Exercise data
= Beginning of Section =

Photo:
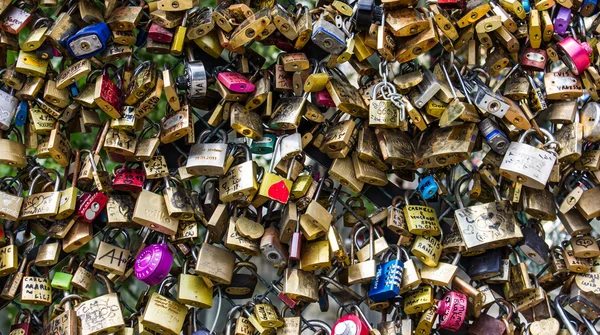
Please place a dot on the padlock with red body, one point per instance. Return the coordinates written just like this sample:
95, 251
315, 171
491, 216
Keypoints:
107, 94
22, 325
452, 310
236, 82
160, 34
90, 205
351, 324
323, 98
534, 59
128, 179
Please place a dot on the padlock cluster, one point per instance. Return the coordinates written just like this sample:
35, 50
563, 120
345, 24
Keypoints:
449, 145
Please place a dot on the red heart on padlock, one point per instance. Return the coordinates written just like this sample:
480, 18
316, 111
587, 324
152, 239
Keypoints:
279, 192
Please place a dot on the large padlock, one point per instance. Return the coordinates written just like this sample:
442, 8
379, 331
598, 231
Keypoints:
528, 165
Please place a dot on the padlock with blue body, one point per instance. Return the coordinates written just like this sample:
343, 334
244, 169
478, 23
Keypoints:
21, 115
89, 41
388, 277
427, 187
588, 8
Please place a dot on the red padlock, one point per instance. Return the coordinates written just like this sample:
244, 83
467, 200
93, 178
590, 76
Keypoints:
108, 94
128, 179
160, 34
534, 59
351, 324
90, 205
323, 98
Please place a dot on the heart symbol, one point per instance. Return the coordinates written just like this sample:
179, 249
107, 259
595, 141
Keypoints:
279, 191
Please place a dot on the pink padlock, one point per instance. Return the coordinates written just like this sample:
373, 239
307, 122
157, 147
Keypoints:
90, 205
323, 98
153, 264
236, 82
574, 54
452, 310
160, 34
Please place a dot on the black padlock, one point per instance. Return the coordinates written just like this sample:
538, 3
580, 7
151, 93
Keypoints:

= End of Section =

What you will do
Using the listing above, find how many lines include "padlock"; reply with the number and no other words.

Response for this exercise
8